## Task to complete
Copy the material below with every "riverbank" changed to "shoreline", keeping everything else the same and leaving out the picture.
------------------------
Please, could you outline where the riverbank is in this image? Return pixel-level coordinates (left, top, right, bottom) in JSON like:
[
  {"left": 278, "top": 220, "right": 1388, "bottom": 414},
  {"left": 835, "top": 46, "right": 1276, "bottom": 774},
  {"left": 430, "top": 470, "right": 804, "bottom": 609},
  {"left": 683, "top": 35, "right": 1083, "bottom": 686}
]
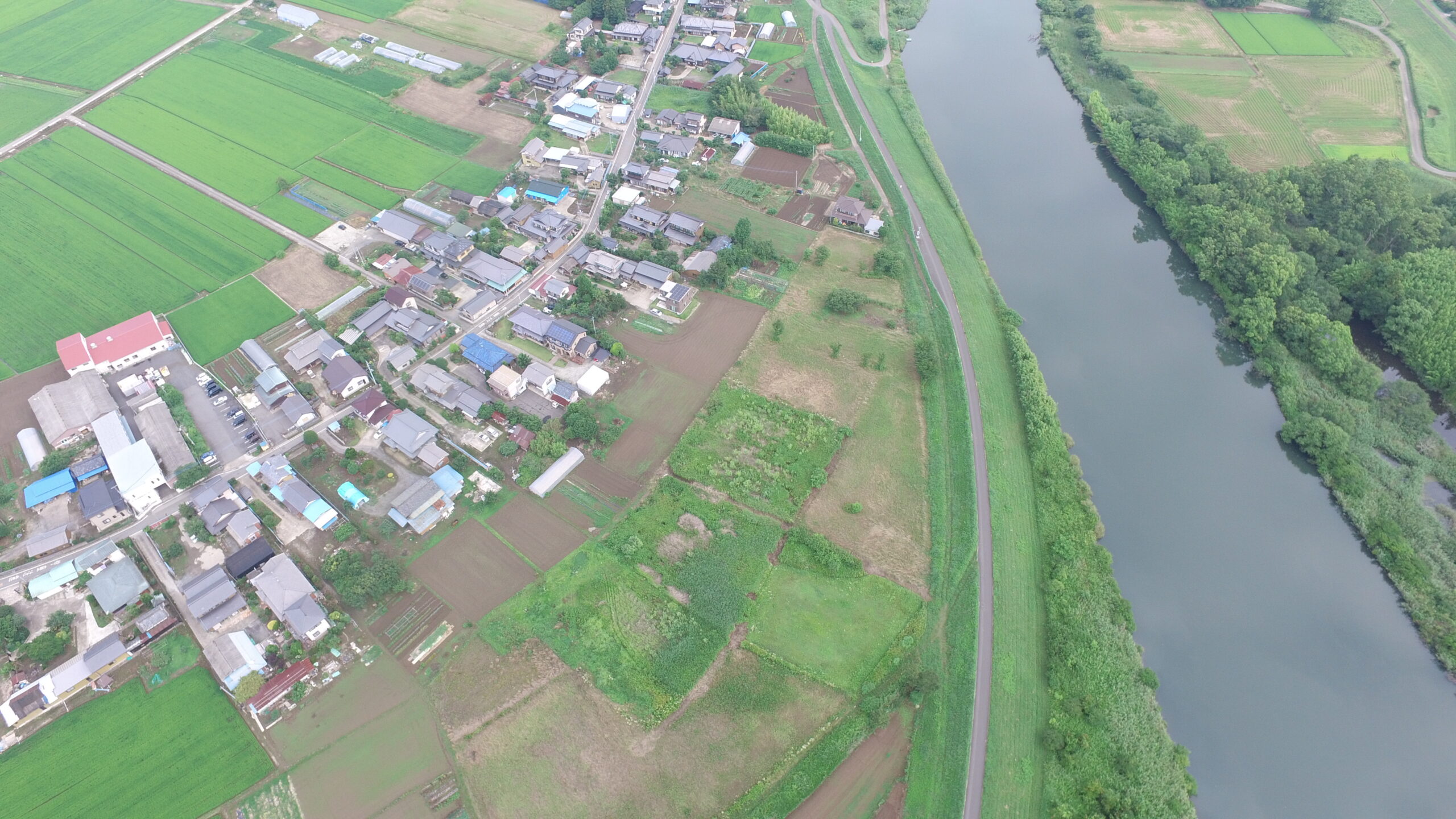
[
  {"left": 816, "top": 8, "right": 1193, "bottom": 816},
  {"left": 1043, "top": 0, "right": 1456, "bottom": 734}
]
------------------------
## Response to this task
Please, could you outline where the shoreline is in this image? Return pixel-level coordinates (left, top, right, bottom) in JSON like:
[
  {"left": 278, "top": 220, "right": 1388, "bottom": 414},
  {"left": 835, "top": 46, "right": 1276, "bottom": 774},
  {"left": 430, "top": 470, "right": 804, "bottom": 609},
  {"left": 683, "top": 35, "right": 1083, "bottom": 686}
]
[
  {"left": 816, "top": 8, "right": 1193, "bottom": 816},
  {"left": 1043, "top": 0, "right": 1456, "bottom": 734}
]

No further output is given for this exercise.